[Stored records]
● ● ●

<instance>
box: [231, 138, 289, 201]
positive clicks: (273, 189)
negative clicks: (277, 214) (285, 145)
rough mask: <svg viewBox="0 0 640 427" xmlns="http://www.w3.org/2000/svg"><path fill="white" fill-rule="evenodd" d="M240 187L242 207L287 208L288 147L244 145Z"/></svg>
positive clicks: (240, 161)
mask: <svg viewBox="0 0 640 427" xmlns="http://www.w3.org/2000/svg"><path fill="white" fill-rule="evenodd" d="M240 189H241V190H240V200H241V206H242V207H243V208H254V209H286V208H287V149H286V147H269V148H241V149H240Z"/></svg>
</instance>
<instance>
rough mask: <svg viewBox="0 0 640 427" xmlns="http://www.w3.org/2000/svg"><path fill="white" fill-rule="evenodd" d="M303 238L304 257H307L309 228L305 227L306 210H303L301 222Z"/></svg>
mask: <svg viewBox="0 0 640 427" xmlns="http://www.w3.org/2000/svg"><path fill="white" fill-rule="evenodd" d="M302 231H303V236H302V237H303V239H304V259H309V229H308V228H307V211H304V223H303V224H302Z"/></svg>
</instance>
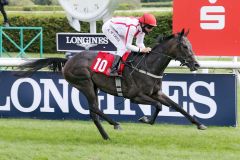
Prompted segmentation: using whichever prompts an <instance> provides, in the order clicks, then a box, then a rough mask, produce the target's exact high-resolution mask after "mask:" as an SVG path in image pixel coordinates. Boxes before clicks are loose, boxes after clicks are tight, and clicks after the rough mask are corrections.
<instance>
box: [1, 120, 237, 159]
mask: <svg viewBox="0 0 240 160" xmlns="http://www.w3.org/2000/svg"><path fill="white" fill-rule="evenodd" d="M103 125H104V127H105V129H106V131H107V132H108V133H109V135H110V137H111V140H109V141H104V140H102V138H101V136H100V135H99V133H98V131H97V129H96V127H95V126H94V124H93V123H92V122H83V121H49V120H29V119H0V128H1V131H0V160H123V159H125V160H146V159H151V160H159V159H161V160H165V159H166V160H167V159H171V160H179V159H184V160H190V159H194V160H201V159H204V160H212V159H218V160H219V159H231V160H239V159H240V150H239V148H240V130H239V128H232V127H209V128H208V130H206V131H199V130H197V129H196V127H195V126H181V125H178V126H177V125H164V124H156V125H153V126H150V125H146V124H139V123H122V127H123V130H121V131H116V130H114V129H113V127H112V126H110V125H108V124H107V123H103Z"/></svg>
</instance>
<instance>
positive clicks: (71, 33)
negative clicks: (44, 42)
mask: <svg viewBox="0 0 240 160" xmlns="http://www.w3.org/2000/svg"><path fill="white" fill-rule="evenodd" d="M57 50H58V51H82V50H93V51H116V47H115V46H114V45H113V44H112V43H111V42H110V41H109V40H108V38H107V37H106V36H105V35H103V34H101V33H98V34H87V33H57Z"/></svg>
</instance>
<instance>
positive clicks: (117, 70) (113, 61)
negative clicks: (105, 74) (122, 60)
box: [109, 55, 121, 77]
mask: <svg viewBox="0 0 240 160" xmlns="http://www.w3.org/2000/svg"><path fill="white" fill-rule="evenodd" d="M120 61H121V57H120V56H118V55H116V56H115V57H114V61H113V64H112V68H111V72H110V74H109V75H110V76H111V77H113V76H121V75H119V74H118V68H119V62H120Z"/></svg>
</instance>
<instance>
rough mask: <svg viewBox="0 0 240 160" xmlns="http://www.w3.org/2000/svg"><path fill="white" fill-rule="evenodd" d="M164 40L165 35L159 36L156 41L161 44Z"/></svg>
mask: <svg viewBox="0 0 240 160" xmlns="http://www.w3.org/2000/svg"><path fill="white" fill-rule="evenodd" d="M163 40H164V36H163V35H159V36H158V37H157V39H156V42H157V43H161V42H162V41H163Z"/></svg>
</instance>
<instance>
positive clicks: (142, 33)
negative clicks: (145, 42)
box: [136, 33, 145, 49]
mask: <svg viewBox="0 0 240 160" xmlns="http://www.w3.org/2000/svg"><path fill="white" fill-rule="evenodd" d="M144 37H145V33H139V34H138V35H137V36H136V46H138V47H139V48H141V49H142V48H145V45H144V43H143V42H144Z"/></svg>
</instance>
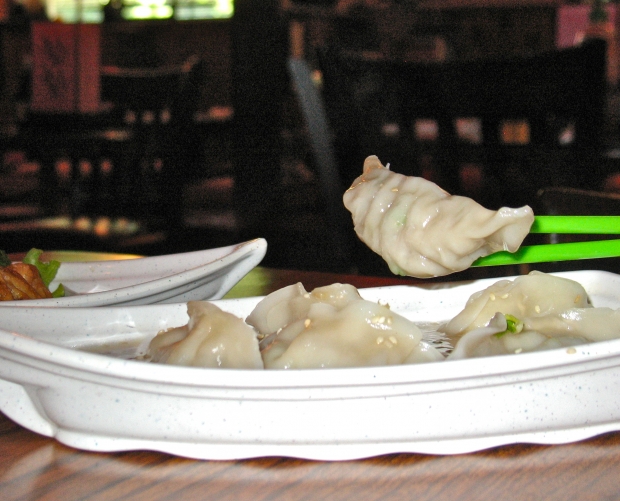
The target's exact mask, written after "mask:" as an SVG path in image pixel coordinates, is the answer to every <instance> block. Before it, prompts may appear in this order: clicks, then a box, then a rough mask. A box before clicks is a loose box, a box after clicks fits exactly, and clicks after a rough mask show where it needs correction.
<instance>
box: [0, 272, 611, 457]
mask: <svg viewBox="0 0 620 501" xmlns="http://www.w3.org/2000/svg"><path fill="white" fill-rule="evenodd" d="M561 275H563V276H566V277H569V278H573V279H575V280H577V281H579V282H581V283H582V284H583V285H584V286H585V287H586V289H587V290H588V291H589V293H590V295H591V298H592V300H593V303H594V305H595V306H613V307H620V277H619V276H617V275H613V274H609V273H605V272H588V271H584V272H574V273H564V274H561ZM492 281H494V280H491V281H489V280H485V281H478V282H473V283H467V284H447V285H445V286H437V285H433V286H429V287H408V286H397V287H386V288H376V289H364V290H362V291H361V292H362V295H363V296H364V297H366V298H367V299H371V300H377V299H379V298H381V299H383V300H387V301H389V303H390V305H391V307H392V308H393V309H395V310H396V311H398V312H399V313H402V314H405V315H406V316H408V317H409V318H412V319H414V320H416V321H420V322H429V321H443V320H447V319H448V318H450V317H451V316H453V315H454V314H455V313H456V312H457V311H458V310H459V309H460V308H461V307H462V306H463V304H464V301H465V300H466V299H467V297H469V295H470V294H471V293H472V292H473V291H475V290H479V289H481V288H483V287H486V286H487V285H489V283H490V282H492ZM257 301H258V298H249V299H236V300H234V299H231V300H223V301H218V302H217V304H218V305H220V306H221V307H222V308H224V309H226V310H228V311H231V312H234V313H237V314H239V315H245V314H247V313H249V311H250V310H251V309H252V308H253V307H254V305H255V304H256V302H257ZM185 309H186V305H185V304H172V305H163V306H137V307H115V308H105V309H102V308H92V309H71V310H67V309H60V308H56V309H48V308H34V309H29V308H28V309H25V308H24V309H17V310H13V311H11V312H9V311H8V310H5V309H2V310H0V326H2V327H3V328H4V329H5V330H7V331H15V332H21V333H23V334H24V335H18V334H12V333H10V332H4V331H0V409H1V410H2V412H4V413H5V414H6V415H7V416H9V417H10V418H11V419H13V420H14V421H16V422H17V423H19V424H21V425H23V426H25V427H26V428H29V429H31V430H33V431H35V432H38V433H41V434H43V435H48V436H53V437H56V438H57V439H58V440H59V441H60V442H63V443H65V444H68V445H70V446H73V447H76V448H80V449H86V450H95V451H121V450H135V449H149V450H158V451H164V452H168V453H172V454H176V455H181V456H187V457H193V458H202V459H236V458H250V457H256V456H268V455H269V456H270V455H281V456H293V457H301V458H311V459H323V460H335V459H338V460H342V459H352V458H362V457H368V456H374V455H379V454H387V453H399V452H418V453H432V454H455V453H463V452H468V451H475V450H480V449H484V448H488V447H492V446H498V445H502V444H511V443H517V442H530V443H542V444H555V443H564V442H571V441H576V440H581V439H584V438H587V437H591V436H593V435H596V434H599V433H603V432H608V431H612V430H620V406H619V405H618V395H619V394H620V340H614V341H606V342H601V343H593V344H588V345H582V346H577V347H575V349H557V350H550V351H547V352H537V353H528V354H519V355H507V356H500V357H489V358H481V359H470V360H456V361H447V362H435V363H429V364H422V365H410V366H393V367H378V368H359V369H323V370H305V371H304V370H301V371H248V370H224V369H199V368H186V367H174V366H166V365H158V364H150V363H146V362H140V361H135V360H127V359H123V358H122V357H123V356H128V355H131V354H134V353H136V350H137V349H139V348H137V347H139V346H140V345H142V346H143V345H144V343H146V342H148V340H149V339H150V338H151V337H152V336H153V335H154V334H155V333H156V332H157V331H158V330H159V329H161V328H165V327H168V326H174V325H182V324H184V323H186V321H187V315H186V311H185ZM86 350H95V351H99V352H105V351H113V352H114V353H115V354H116V355H117V357H114V356H109V355H102V354H94V353H91V352H88V351H86Z"/></svg>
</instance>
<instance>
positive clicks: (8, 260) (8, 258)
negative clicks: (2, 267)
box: [0, 250, 11, 266]
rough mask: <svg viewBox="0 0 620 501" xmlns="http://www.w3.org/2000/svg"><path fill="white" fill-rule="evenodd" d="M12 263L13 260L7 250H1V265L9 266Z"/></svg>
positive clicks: (0, 265) (4, 265) (0, 260)
mask: <svg viewBox="0 0 620 501" xmlns="http://www.w3.org/2000/svg"><path fill="white" fill-rule="evenodd" d="M10 264H11V260H10V259H9V256H8V255H7V253H6V252H4V251H3V250H0V266H8V265H10Z"/></svg>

● ● ●

§ Activity
From the line containing "263L13 260L7 250H1V265L9" to the last line of the data above, copy each line exactly and add nothing.

§ Answer to this problem
rough mask: <svg viewBox="0 0 620 501" xmlns="http://www.w3.org/2000/svg"><path fill="white" fill-rule="evenodd" d="M12 263L13 260L7 250H1V265L9 266Z"/></svg>
positive clicks: (0, 265) (4, 265) (0, 260)
mask: <svg viewBox="0 0 620 501" xmlns="http://www.w3.org/2000/svg"><path fill="white" fill-rule="evenodd" d="M10 264H11V260H10V259H9V256H8V255H7V253H6V252H4V251H3V250H0V266H8V265H10Z"/></svg>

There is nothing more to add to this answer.